▶ **Tarefa curta 1**
Reproduza na íntegra o texto sobre a vida de além-túmulo, sem alterar nenhuma palavra.

▶ **Texto apresentado**
+ + + + +
O ser humano, dissemos, pertence desde esta
vida a dois mundos. Pelo corpo físico está ligado ao mundo visível; pelo corpo
fluídico ao invisível. O sono é a separação temporária dos dois invólucros; a
morte é a separação definitiva. A alma, nos dois casos, separa-se do corpo
físico e, com ela, a vida concentra-se no corpo fluídico.
A vida de além-túmulo é simplesmente a
permanência e a libertação da parte invisível do nosso ser. A antiguidade
conheceu esse mistério, mas, desde muito tempo, sobre as condições da vida
futura os homens apenas possuíam noções de caráter vago e hipotético.
As religiões e as filosofias nos transmitem,
acerca desses problemas, dados muito incertos, absolutamente desprovidos de
observação, de sanção e, sobre quase todos os pontos, em desacordo completo com
as idéias modernas de evolução e continuidade.
+ + + + +
(Trechos de conjunto de dados de apontamento)

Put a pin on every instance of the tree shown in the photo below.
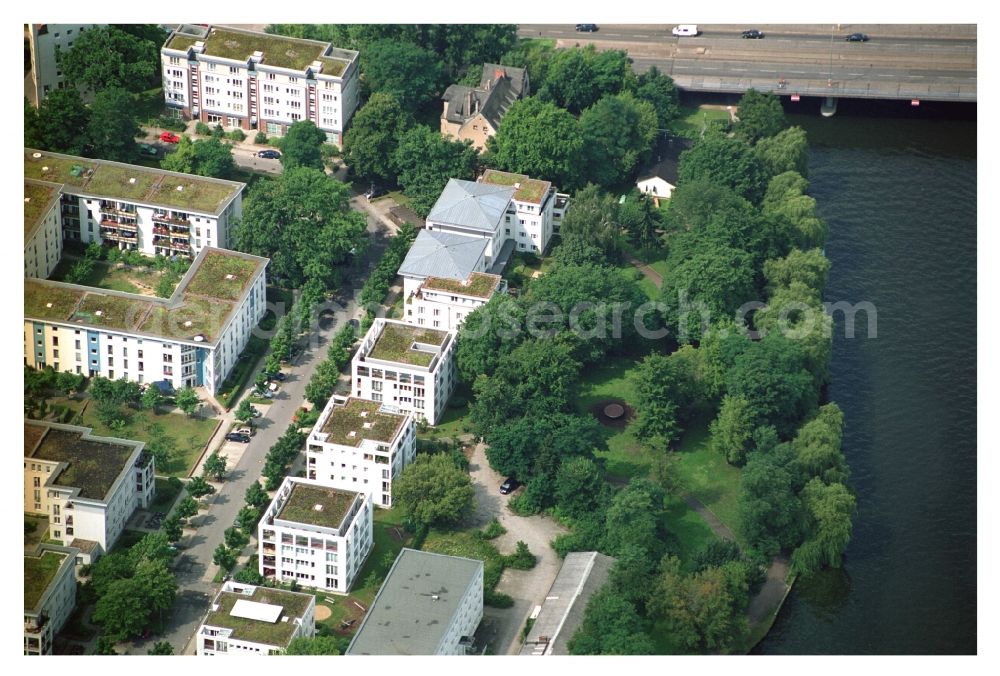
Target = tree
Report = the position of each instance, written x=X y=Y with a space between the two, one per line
x=433 y=491
x=760 y=115
x=103 y=57
x=370 y=143
x=187 y=399
x=538 y=139
x=112 y=128
x=426 y=160
x=301 y=144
+ + + + +
▶ **Tarefa curta 2**
Reescreva todos os registros trocando "instance" por "occurrence" e mantendo todo o resto igual. Não inclua as imagens na resposta.

▶ **Solução completa 1**
O ser humano, dissemos, pertence desde esta
vida a dois mundos. Pelo corpo físico está ligado ao mundo visível; pelo corpo
fluídico ao invisível. O sono é a separação temporária dos dois invólucros; a
morte é a separação definitiva. A alma, nos dois casos, separa-se do corpo
físico e, com ela, a vida concentra-se no corpo fluídico.
A vida de além-túmulo é simplesmente a
permanência e a libertação da parte invisível do nosso ser. A antiguidade
conheceu esse mistério, mas, desde muito tempo, sobre as condições da vida
futura os homens apenas possuíam noções de caráter vago e hipotético.
As religiões e as filosofias nos transmitem,
acerca desses problemas, dados muito incertos, absolutamente desprovidos de
observação, de sanção e, sobre quase todos os pontos, em desacordo completo com
as idéias modernas de evolução e continuidade.

▶ **Solução completa 2**
Put a pin on every occurrence of the tree shown in the photo below.
Target = tree
Report = the position of each occurrence, written x=X y=Y with a space between the two, one per line
x=433 y=491
x=760 y=115
x=103 y=57
x=370 y=143
x=187 y=399
x=538 y=139
x=112 y=128
x=426 y=160
x=301 y=144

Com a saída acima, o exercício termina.